» STATED PROBLEM:
Reproduce the rows from "Assignment: using the image provided above, detect sunglasses." through "Assignment: using the image provided above, detect child", swapping "separately visible" for "individually visible" and leaving everything else unchanged.

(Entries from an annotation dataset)
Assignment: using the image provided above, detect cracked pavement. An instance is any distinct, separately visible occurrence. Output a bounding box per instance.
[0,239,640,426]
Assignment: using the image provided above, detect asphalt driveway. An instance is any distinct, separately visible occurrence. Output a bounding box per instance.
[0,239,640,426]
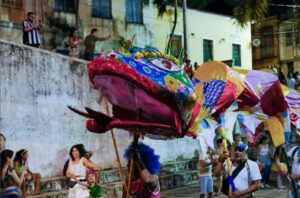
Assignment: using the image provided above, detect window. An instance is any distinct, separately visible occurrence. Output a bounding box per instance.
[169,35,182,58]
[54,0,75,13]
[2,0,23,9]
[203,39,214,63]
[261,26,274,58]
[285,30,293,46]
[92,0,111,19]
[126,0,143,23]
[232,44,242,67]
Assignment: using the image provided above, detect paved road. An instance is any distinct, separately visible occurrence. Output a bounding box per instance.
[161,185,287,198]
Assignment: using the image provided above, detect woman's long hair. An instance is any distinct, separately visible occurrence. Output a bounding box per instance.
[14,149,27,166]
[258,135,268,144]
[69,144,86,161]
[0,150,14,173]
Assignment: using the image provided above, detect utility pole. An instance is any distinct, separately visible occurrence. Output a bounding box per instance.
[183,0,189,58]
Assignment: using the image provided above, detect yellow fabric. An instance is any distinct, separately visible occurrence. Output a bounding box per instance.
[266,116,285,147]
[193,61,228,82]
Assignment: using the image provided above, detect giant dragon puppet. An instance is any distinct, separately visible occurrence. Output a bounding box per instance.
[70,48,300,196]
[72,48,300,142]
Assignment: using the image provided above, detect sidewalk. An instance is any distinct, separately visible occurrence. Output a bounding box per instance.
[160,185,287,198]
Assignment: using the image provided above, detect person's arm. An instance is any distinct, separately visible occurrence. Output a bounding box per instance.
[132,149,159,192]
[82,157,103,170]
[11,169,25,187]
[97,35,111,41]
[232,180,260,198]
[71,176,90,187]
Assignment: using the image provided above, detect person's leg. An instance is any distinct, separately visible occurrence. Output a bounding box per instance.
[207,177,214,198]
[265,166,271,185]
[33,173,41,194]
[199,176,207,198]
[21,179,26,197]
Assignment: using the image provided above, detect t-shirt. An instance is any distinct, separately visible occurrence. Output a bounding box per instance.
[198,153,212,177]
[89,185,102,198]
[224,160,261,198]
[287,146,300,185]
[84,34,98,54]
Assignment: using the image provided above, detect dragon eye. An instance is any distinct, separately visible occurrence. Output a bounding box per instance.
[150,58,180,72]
...
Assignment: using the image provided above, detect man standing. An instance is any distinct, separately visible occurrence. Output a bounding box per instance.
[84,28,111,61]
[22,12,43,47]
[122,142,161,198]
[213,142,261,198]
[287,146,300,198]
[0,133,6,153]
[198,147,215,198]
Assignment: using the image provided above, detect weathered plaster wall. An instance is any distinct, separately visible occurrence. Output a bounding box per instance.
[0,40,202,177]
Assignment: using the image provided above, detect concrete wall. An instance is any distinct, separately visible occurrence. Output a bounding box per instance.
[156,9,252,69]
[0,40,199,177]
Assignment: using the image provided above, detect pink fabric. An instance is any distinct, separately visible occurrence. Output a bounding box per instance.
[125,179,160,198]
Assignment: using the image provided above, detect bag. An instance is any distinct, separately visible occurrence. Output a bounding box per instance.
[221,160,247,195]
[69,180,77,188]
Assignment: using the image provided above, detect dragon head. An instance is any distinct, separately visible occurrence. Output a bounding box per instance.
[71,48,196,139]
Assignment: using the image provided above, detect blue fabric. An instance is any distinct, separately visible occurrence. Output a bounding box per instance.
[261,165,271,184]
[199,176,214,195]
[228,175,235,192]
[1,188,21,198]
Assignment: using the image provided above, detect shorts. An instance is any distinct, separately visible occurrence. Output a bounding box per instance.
--
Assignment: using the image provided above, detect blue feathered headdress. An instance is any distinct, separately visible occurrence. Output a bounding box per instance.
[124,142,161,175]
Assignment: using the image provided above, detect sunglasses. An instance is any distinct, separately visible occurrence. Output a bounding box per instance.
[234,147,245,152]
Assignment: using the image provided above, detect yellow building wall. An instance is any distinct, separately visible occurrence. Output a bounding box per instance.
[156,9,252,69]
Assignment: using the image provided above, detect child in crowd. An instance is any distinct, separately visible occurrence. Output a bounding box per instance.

» THE OUTPUT:
Assignment: using the image provided above, detect sunglasses. An instance is any distinct, individually visible occurrence. Output a bounding box per instance.
[234,147,245,152]
Assignment: using the image provided above, detect yellow building wall. An instance is any distinct, individually visible occurrence. Output a bounding box per instance.
[156,9,252,69]
Assignment: using the image provided above, detect child in crowd. An instance is any distinct, individually visible occurrence. Output a bounding box per instance.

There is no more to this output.